• _EXERCISE OBJECTIVE_
Rewrite every line of the data from the line containing "Find the cabinet top" through the end of the data, adjusting each coordinate by -148 and leaving all other text unchanged.

Coordinate annotation data:
|---|

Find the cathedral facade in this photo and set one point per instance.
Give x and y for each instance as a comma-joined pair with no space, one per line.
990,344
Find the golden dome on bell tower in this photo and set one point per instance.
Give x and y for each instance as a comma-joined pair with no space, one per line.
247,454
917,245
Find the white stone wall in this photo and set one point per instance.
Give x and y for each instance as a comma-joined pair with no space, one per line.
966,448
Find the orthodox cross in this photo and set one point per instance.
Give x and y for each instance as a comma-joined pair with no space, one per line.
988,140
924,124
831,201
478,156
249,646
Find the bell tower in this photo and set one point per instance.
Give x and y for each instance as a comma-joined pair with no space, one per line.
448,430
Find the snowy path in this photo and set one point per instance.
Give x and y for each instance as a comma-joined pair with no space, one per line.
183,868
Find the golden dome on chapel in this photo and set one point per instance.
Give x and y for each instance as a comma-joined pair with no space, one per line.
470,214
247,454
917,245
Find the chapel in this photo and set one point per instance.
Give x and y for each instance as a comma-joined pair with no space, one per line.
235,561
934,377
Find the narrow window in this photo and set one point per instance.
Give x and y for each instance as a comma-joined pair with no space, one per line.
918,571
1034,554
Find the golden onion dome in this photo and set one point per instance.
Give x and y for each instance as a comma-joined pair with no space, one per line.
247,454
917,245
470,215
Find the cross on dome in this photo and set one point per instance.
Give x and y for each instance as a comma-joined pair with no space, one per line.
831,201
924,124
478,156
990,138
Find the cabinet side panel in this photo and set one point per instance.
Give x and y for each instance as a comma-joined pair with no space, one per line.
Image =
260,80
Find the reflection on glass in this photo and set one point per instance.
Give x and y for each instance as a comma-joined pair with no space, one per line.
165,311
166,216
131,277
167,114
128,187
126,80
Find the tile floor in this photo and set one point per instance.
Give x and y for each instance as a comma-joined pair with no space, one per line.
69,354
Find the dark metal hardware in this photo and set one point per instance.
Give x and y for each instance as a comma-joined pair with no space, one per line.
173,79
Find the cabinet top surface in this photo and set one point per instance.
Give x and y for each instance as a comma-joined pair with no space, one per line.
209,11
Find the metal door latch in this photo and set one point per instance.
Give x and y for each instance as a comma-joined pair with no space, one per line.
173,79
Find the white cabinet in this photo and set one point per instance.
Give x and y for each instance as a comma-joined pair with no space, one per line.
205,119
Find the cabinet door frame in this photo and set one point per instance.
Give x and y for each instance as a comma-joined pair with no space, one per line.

|---|

• _RESPONSE_
Find the cabinet top surface in this photo and set one point per instance.
Give x and y for each instance as a comma-joined pair with no space, one per line.
61,-137
Find the metal door latch in this photo and set one point per instance.
Give x and y for each instance as a comma-joined pair with no space, one per line.
25,-69
Find the white cabinet in this photo and set one point per instance.
Give x and y for each instance as a comma-joined pair with no space, one per line.
57,-29
Find the cabinet door frame in this photo and set one point per instance.
Give x and y for each instance as a comma-joined pair with no space, one per line.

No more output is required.